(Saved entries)
┌────────
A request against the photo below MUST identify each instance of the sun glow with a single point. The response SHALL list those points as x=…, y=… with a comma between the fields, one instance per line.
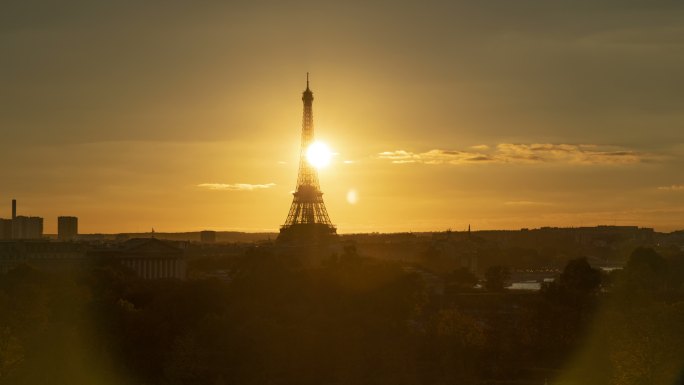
x=318, y=154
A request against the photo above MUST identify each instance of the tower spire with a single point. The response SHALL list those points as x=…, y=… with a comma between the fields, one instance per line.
x=308, y=218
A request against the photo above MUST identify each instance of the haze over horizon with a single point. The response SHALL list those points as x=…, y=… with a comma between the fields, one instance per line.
x=187, y=116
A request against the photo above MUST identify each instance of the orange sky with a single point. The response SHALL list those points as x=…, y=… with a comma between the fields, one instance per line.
x=185, y=117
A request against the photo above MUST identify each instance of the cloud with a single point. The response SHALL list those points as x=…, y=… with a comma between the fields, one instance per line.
x=568, y=153
x=235, y=186
x=480, y=147
x=674, y=187
x=521, y=153
x=435, y=157
x=526, y=203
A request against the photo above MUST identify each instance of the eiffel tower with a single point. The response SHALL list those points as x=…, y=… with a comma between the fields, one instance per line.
x=308, y=219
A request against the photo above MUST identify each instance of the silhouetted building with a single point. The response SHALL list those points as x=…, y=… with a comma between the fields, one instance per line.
x=43, y=254
x=208, y=236
x=150, y=258
x=27, y=227
x=308, y=219
x=5, y=229
x=67, y=228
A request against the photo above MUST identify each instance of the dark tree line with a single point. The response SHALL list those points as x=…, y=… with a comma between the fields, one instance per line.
x=351, y=321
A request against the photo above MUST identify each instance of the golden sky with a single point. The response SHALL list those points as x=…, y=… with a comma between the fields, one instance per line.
x=185, y=116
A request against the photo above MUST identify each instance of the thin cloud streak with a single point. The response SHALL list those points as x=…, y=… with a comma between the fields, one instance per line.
x=674, y=187
x=235, y=186
x=586, y=154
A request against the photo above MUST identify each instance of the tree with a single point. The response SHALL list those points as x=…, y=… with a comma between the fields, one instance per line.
x=461, y=279
x=579, y=277
x=496, y=277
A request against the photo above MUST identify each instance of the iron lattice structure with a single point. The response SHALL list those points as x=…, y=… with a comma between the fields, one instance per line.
x=308, y=215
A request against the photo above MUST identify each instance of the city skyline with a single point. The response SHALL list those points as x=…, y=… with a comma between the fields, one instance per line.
x=439, y=116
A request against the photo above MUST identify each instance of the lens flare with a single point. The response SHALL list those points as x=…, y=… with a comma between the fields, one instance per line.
x=352, y=197
x=318, y=154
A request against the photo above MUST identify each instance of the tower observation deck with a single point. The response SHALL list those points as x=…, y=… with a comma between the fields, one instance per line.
x=308, y=219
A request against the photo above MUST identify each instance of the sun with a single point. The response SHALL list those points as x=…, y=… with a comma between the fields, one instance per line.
x=318, y=154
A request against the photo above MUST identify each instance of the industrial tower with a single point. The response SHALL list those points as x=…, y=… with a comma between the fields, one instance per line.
x=308, y=219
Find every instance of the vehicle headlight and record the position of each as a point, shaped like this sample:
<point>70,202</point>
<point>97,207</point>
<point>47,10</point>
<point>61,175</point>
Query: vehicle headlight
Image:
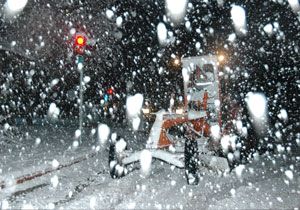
└────────
Aim of the exercise -
Go through the data above and count the lines that hold "vehicle". Respond with the number and no other words.

Answer to the exercise -
2